Exercises –
(A) In the XOR sequence thread, write out the stretch from "Nice problem set" through "than K <= 10^9)." word for word.
(B) Go on with the XOR sequence thread, picking up right after its final sentence.

Extract to read –
+---+
Nice problem set firstly. I coded the same solution as mentioned in the editorial except for this part please help me in getting this…
Let’s suppose, that (X1, X2, …, XN) is the least lexicographically valid sequence of X’s. Then we can just assign each Xi = Xi xor (K - 1) and get the K’th lexicographically valid sequence of X’s. This little trick works because ( XUj xor (K - 1) ) xor ( XVj xor (K - 1) ) = XUj xor XVj = Yj.
To look out if there was “less than K valid labellings” was just another trick question, because if there is one valid labelling then there are 2^32 valid labellings (which is greater than K <= 10^9).
I coded the same as mentioned in the editorial during the contest … (Except the part that i used recursion in my code ) … Then i coded it only using BFS and got AC for now but i want to know why my previous code giving WA … It should produce some veridict link Rumtime error or something … So, please can anyone of you look at this code and tell me where it is going wrong…
How do we prove that assigning Xi = Xi XOR (K-1) will produce Kth lexicographically smallest sequence? I understand that Xi < Xi+1 < Xi+2 < … but how XOR with K-1 will produce Kth lexicographically smallest sequence?
Can someone give an example input where contradictions would arise? I don’t see how it’s possible if there are no loops in G.
EDIT
Wiki definition of a loop: “In graph theory, a loop (also called a self-loop or a “buckle”) is an edge that connects a vertex to itself.” Loop (graph theory) - Wikipedia
Not synonymous with a cycle: “In graph theory, there are two different types of object called cycles; a closed walk and a simple cycle. A closed walk consists of a sequence of vertices starting and ending at the same vertex, with each two consecutive vertices in the sequence adjacent to each other in the graph. A simple cycle, also called a circle or polygon, is a closed walk with no repetitions of vertices and edges allowed, other than the repetition of the starting and ending vertex.” Cycle (graph theory) - Wikipedia
consider the sequence (X1, X2, …, XN) as a number in the form x1x2x3…xN now to find least lexicographic number we should take x1=0 and solve for rest (we are finding the number with 0 as first digit)… so the second lexicographic number would be starting with 1 => x1=1 and so on… so to find the kth lexicographic sequence we xor the whole digits(sequence) with k-1
Yeah, you should do this only in the connected component with the maximal possible minimal vertex, while in the other part of graph you should find the minimal valid sequence.
+---+
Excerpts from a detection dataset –
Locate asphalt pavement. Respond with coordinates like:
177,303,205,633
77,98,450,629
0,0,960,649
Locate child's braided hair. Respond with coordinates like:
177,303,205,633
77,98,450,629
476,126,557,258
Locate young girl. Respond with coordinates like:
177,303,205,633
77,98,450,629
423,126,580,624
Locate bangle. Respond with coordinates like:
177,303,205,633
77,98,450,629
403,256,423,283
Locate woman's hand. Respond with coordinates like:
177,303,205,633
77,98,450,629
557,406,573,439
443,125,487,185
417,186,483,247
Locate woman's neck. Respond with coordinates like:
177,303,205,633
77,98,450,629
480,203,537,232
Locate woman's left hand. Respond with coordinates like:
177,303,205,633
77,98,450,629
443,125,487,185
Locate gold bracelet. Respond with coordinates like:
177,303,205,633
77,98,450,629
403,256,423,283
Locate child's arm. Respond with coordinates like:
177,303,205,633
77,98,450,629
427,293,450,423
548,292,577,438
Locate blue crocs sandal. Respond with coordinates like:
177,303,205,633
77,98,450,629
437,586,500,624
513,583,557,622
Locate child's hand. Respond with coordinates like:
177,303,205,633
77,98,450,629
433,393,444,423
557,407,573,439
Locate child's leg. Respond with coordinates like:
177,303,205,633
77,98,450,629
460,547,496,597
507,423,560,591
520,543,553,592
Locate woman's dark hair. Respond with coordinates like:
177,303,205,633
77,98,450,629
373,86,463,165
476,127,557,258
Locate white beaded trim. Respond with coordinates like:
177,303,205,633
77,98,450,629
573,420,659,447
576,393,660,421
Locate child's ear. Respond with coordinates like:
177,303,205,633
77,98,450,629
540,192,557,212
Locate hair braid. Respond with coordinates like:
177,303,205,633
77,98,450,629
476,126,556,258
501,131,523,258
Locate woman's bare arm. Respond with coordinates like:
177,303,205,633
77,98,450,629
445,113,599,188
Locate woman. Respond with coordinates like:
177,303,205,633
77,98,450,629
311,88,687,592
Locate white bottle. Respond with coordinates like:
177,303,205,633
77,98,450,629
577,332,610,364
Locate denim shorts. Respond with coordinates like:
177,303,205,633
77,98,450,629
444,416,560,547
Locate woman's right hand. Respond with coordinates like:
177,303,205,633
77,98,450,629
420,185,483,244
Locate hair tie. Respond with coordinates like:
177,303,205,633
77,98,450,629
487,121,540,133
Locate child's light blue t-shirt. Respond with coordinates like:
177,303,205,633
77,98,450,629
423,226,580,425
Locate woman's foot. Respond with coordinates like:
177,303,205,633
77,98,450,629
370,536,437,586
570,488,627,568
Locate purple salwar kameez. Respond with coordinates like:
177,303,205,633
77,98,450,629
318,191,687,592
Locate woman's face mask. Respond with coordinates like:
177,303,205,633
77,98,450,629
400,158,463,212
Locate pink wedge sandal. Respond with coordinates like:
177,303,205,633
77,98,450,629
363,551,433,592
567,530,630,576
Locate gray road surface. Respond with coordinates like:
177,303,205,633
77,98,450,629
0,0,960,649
+---+
Responses for each task –
(A)
Nice problem set firstly. I coded the same solution as mentioned in the editorial except for this part please help me in getting this…
Let’s suppose, that (X1, X2, …, XN) is the least lexicographically valid sequence of X’s. Then we can just assign each Xi = Xi xor (K - 1) and get the K’th lexicographically valid sequence of X’s. This little trick works because ( XUj xor (K - 1) ) xor ( XVj xor (K - 1) ) = XUj xor XVj = Yj.
To look out if there was “less than K valid labellings” was just another trick question, because if there is one valid labelling then there are 2^32 valid labellings (which is greater than K <= 10^9).

(B)
Let me try to explain this to you. Forget about the tree and Xor operation for this time. Suppose you need to produce the Kth lexographical sequence of N numbers .
00000000000… upto N numbers will be the first seq. agree?
00000000000…1(nth number)will be the second seq. agree?
00000000000…2 (with nth number) will be the third seq. agree?
and so on you can simply find the kth sequence following the same
order…
00000000000…K-1(nth number) will be K th lexo… sequence…
Agreed. But how is it ensured that after Xor, the sequence is Kth smallest?
I agree that once you find the (lexicographically) smallest sequence (X1,X2,…Xn), there are infinite (or 2^32) solutions which can be obtained by Xoring each with a constant.
But after Xoring, numbers can change.
If a < b, then how is it guaranteed that a Xor K < b Xor K?
If you can prove this, then everything will follow.
Thanks for responding.